[Data listing]
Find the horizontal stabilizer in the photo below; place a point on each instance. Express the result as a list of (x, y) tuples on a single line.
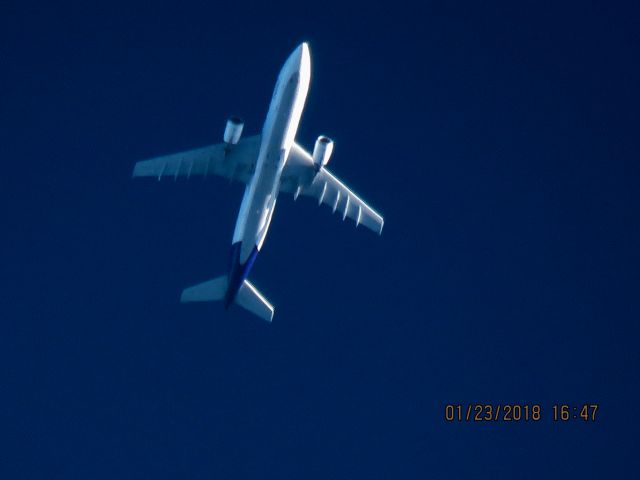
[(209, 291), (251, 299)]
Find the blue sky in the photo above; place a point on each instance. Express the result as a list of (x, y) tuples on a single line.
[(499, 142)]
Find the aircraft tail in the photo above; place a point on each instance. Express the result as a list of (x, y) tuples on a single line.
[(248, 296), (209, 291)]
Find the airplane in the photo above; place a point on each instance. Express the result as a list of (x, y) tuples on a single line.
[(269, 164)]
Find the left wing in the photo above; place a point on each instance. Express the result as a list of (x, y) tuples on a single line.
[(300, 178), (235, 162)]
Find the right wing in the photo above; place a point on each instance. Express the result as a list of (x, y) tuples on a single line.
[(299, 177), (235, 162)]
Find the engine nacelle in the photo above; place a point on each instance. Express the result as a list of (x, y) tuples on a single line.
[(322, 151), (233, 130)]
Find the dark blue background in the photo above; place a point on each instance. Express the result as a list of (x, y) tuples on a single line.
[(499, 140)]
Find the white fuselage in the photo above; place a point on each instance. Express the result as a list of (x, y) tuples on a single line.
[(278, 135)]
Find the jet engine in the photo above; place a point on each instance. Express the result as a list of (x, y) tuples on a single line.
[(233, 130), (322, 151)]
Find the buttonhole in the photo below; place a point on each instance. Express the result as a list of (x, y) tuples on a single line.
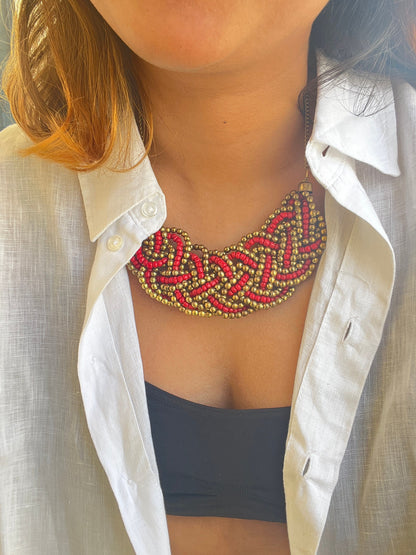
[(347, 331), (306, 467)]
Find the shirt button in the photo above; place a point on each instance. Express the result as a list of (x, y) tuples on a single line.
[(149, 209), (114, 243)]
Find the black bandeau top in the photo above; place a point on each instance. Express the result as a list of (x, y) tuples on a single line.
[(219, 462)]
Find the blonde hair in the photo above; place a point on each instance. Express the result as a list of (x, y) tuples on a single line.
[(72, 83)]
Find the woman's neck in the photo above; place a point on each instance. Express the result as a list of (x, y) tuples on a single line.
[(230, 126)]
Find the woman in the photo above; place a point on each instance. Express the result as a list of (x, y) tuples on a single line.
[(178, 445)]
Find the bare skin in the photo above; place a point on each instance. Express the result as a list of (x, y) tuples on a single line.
...
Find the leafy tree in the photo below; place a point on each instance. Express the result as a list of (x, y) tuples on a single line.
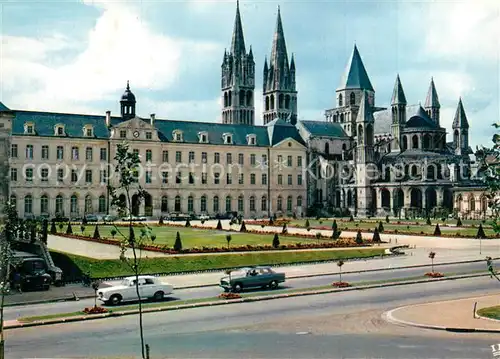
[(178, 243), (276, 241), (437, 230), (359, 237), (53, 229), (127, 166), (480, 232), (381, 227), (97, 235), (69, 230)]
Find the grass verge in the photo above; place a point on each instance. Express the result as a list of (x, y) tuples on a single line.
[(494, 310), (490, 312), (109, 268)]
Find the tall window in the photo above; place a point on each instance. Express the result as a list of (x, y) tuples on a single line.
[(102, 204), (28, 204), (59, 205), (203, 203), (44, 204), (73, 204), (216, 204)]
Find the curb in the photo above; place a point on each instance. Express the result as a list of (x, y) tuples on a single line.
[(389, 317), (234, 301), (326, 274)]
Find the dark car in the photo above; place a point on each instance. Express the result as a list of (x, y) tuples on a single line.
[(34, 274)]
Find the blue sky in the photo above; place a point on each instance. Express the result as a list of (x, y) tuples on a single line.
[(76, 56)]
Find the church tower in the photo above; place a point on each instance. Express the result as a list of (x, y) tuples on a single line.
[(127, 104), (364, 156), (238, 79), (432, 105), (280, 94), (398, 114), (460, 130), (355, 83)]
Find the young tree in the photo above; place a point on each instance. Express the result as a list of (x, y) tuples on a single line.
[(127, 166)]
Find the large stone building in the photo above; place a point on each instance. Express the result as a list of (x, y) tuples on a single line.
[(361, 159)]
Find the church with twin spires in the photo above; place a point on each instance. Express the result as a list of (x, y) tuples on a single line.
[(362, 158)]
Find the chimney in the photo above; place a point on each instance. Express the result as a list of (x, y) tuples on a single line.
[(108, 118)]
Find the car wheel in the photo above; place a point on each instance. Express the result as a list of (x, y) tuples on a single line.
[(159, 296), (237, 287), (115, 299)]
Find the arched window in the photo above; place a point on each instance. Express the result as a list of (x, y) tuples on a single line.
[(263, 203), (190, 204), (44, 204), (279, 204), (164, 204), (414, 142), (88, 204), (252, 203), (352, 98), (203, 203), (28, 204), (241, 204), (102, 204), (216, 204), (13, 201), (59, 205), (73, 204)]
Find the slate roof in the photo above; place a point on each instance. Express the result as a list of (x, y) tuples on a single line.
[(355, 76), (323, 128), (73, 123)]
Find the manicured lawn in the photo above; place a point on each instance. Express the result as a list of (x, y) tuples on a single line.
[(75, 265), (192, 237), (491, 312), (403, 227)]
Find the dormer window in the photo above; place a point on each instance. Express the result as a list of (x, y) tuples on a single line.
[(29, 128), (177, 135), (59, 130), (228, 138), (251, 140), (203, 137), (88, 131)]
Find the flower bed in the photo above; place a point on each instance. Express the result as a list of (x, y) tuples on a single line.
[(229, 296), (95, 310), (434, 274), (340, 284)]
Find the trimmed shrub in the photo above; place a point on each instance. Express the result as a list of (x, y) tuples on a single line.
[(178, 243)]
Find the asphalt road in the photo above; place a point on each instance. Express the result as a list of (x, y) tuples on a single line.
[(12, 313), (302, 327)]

[Required task] Print the lines above, from the line with "Find the horizontal" to the line with "[(209, 291), (251, 299)]", including both, character for character. Leave the picture out of your copy.

[Result of this task]
Find the horizontal stabilizer in the photo below; place a point on each instance. Express the result as a list of (x, y) tuples on a single line.
[(209, 291), (251, 299)]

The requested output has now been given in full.